Given task A »
Reproduce word for word the passage of the adaptive quadrature post from "At first it" up to and including "for public code.".
Given task B »
Carry on the adaptive quadrature post past its final sentence.

### Text passage

At first it seems you are still compute redundant points. See my example
that I posted, where I propagate 3 functional values not two.
In regards to improvement. I am not an expert of different integration
strategies but:
The concept of adaptive quadrature is separate from how you integrate the
subinterval. In your implementation (and mine) we use Simpson's rule. This
is why putting comments on where your actual formulas come from is
important for public code.
double Q1 = delta / 6 * (va + 4 * vm + vb); //this is simpson's
rule of integration
It does not make adaptive integration better or worse than LegendreGauss
quadrature, rather they solve different problems.
2) The error tolerance should be an input to the quadrature, since
tolerance is a problem dependent value. This values should be subdivided
for each interval, such that the total sum would equal to the overall
desired tolerance. Look at the code I provided. In any case, like Gilles
said, the setup should be in the same spirit as other quadrature methods in
commons.
3) Looking at Commons numerical integrations it is a little hard to read. I
would have though that the basic quadratures, like trapezoidal or simpson's
rule, are adaptive already. I think its rare to use these basic formulas
without an adaptive quadrature. I would also think that Guass Kronrod would
be a better way of going about the integration than what is there now for
LGQ.

######
### Supplied information

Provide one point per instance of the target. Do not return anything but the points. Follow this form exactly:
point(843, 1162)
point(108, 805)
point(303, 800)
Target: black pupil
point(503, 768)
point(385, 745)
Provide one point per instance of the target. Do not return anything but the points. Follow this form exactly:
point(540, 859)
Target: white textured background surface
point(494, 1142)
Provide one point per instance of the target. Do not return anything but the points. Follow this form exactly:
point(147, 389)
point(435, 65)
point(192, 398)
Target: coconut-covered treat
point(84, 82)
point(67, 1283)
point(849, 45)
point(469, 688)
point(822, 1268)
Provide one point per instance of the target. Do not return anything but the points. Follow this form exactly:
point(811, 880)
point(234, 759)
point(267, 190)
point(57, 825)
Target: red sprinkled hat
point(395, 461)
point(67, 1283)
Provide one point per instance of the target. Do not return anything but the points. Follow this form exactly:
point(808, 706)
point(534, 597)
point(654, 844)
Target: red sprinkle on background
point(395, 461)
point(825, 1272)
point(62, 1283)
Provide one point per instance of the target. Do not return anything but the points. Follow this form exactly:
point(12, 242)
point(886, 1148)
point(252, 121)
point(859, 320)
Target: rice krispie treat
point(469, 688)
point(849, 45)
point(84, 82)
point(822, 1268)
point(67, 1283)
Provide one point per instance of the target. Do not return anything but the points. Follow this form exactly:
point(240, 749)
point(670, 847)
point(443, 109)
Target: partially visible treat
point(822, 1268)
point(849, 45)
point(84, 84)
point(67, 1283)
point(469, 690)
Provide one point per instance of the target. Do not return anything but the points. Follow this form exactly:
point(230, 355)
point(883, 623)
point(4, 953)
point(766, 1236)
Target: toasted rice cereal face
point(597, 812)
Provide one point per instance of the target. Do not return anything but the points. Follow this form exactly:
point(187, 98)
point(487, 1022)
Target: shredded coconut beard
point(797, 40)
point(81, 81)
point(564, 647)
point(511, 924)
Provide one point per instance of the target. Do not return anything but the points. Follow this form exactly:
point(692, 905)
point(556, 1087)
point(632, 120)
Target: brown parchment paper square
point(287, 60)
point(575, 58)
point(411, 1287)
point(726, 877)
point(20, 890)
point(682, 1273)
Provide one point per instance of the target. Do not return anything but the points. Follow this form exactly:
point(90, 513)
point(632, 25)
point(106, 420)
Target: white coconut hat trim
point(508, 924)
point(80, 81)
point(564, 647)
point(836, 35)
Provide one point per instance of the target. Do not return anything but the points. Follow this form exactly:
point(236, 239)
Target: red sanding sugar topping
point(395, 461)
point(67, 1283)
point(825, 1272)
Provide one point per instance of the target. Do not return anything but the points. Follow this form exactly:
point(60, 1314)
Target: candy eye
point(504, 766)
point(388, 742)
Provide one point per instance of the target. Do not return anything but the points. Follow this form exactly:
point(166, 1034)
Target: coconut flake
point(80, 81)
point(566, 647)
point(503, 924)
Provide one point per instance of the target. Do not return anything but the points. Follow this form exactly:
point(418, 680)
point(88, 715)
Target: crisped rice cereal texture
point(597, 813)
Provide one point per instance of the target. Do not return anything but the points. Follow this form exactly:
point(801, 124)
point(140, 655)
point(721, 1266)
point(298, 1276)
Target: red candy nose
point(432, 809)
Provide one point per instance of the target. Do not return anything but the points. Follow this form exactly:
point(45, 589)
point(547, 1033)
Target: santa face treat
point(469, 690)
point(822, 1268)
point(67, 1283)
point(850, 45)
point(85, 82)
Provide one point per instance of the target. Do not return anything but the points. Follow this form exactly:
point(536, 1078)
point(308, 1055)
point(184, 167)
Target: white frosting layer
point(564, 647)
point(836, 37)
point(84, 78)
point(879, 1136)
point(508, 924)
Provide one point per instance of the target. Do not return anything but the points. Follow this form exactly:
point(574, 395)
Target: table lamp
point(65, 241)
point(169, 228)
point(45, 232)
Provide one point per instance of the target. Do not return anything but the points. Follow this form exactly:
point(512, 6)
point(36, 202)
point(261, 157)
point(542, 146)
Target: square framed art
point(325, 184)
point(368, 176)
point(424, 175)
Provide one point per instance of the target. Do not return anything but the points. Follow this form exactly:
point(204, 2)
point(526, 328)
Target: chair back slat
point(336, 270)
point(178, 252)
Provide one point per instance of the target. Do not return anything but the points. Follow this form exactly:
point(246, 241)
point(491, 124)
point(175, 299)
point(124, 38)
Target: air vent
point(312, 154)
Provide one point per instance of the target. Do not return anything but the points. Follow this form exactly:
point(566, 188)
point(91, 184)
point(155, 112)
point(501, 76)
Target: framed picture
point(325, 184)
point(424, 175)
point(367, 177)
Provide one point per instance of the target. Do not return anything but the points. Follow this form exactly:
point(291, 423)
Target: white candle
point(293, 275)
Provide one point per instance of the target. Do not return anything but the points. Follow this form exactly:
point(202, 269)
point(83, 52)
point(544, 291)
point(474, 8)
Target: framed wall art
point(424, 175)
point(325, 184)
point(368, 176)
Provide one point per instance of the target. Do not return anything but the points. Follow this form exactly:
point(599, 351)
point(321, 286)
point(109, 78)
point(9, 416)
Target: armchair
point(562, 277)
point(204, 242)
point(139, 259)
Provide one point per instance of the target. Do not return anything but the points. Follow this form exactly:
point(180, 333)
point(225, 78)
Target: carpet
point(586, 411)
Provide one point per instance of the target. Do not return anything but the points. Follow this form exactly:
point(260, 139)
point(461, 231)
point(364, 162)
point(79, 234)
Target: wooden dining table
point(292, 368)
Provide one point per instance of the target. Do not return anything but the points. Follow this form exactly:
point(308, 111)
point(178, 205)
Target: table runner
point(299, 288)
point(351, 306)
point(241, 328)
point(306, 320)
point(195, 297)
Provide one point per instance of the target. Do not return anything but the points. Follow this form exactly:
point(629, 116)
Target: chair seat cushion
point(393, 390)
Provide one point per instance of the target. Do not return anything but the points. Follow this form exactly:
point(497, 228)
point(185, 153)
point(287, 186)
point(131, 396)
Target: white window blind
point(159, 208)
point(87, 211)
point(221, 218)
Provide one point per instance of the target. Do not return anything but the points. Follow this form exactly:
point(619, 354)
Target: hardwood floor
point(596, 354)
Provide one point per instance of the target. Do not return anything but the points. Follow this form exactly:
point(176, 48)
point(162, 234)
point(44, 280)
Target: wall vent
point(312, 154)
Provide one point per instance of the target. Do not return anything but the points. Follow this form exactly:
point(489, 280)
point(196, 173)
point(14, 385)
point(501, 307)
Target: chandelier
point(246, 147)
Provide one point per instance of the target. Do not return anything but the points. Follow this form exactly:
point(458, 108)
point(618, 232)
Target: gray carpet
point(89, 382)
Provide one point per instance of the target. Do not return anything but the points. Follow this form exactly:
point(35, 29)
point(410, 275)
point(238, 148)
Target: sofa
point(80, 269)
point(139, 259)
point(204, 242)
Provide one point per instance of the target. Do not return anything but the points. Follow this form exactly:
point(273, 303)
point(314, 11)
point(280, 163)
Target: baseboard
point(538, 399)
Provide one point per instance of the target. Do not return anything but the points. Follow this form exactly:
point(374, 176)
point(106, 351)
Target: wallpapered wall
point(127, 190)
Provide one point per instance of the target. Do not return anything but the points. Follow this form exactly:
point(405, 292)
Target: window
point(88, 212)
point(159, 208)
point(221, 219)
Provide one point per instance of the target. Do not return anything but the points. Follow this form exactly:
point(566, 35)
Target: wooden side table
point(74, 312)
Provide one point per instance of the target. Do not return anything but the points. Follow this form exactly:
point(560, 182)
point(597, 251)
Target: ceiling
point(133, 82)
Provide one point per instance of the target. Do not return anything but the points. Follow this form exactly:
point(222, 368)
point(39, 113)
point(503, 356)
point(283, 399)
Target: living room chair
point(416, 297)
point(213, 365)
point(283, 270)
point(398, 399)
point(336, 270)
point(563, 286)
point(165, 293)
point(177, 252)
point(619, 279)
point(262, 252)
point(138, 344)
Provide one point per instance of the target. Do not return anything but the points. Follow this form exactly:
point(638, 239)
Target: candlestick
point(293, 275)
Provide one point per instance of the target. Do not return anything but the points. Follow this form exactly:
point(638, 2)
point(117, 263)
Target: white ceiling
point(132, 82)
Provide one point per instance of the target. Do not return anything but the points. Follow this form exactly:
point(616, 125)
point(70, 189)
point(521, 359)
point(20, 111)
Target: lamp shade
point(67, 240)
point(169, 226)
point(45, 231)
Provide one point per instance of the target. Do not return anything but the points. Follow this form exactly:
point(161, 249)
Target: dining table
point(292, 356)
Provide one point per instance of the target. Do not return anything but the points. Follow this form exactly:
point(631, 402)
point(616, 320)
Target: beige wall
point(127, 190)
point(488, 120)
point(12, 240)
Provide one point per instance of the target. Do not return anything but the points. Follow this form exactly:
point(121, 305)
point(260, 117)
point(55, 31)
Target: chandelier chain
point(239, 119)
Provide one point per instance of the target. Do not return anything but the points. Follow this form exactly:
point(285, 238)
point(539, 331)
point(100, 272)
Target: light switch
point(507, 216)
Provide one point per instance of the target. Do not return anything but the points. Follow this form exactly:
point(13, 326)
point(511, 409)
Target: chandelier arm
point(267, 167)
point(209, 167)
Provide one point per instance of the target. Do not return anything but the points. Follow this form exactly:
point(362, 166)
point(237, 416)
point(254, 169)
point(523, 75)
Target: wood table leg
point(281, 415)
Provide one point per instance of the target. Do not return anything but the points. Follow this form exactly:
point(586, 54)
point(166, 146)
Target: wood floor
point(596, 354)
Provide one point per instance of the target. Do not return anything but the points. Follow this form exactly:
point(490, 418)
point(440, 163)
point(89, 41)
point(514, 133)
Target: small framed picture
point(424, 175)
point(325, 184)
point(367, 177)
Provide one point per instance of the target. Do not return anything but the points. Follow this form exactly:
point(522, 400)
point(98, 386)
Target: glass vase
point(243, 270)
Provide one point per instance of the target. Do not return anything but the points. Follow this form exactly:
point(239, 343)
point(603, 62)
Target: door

######

Task result A »
At first it seems you are still compute redundant points. See my example
that I posted, where I propagate 3 functional values not two.
In regards to improvement. I am not an expert of different integration
strategies but:
The concept of adaptive quadrature is separate from how you integrate the
subinterval. In your implementation (and mine) we use Simpson's rule. This
is why putting comments on where your actual formulas come from is
important for public code.

Task result B »
http://en.wikipedia.org/wiki/Gauss%E2%80%93Kronrod_quadrature_formula
On Mon, Jul 1, 2013 at 11:37 PM, Ajo Fod <ajo.fod@gmail.com> wrote:
> Hi Konstantin,
>
> Thanks for pointing out the inefficiency in AQ. I just improved the
> efficiency of AQ to 1.41x that of LGQ (up from 1.05x)  measured in digits
> of accuracy per evaluation for integral of normal with sigma 1000 in range
> [5000, 5000]
>
> Please let me know if this doesn't answer your question about the
> discussion:
>
> In essence Gilles thinks there is no problem with LGQ because it integrates
> the low frequency functions in his unit tests accurately. He thinks that
> the problem is with the function I provided because it has "numerical
> instabilities" while I think it is the high frequency nature of the
> function that LGQ can't handle because it divides intervals
> indiscriminately. So, it is not clear to me how Gilles explains why AQ
> converges to the right answer in the presence of these "numerical
> instabilities" ... after all, LGQ and AQ are being passed the same function
> and identical limits.
>
> This problem should appear with any function that has sufficiently high
> frequency components. It would be better if LGQ threw an exception when it
> encounters a high frequency function. Instead, it "converges" confidently
> to the wrong answer. I personally think that AQ will fail at some point at
> a high enough frequency ... but that will be well beyond the point at which
> LGQ fails.
>
> I've avoided the complex method of fetching weights used in the current
> schemes because the improvement in efficiency arises from the adaptive
> nature of the AQ method. You may notice that I'm using the weights that you
> use in your code. I think Gilles requires that I use the weight generation
> scheme he has worked with in the codebase in order to consider the code
> usable in Apache MATH.
>
> In summary, I feel the accuracy and versatility of AQ are being ignored in
> favor of the familiarity of LGQ in the apache codebase. If there are tests
> that AQ fails, I'll update my opinion.
>
> Cheers,
> Ajo
>
>
> On Mon, Jul 1, 2013 at 6:49 PM, Konstantin Berlin <kberlin@gmail.com>
> wrote:
>
> > I am not understanding the discussion here. Adaptive integration is
> > designed for functions that have different behavior in different
> > regions. Some regions are smoother, some have higher frequeniesy. How
> > you integrate a divided region, Simpson rule or whatever is a separate
> > question.
> >
> > Adaptive integration saves of function evaluations by avoiding large
> > series approximation in smooth regions. Nothing to do with how you
> > compute the subdivided regions.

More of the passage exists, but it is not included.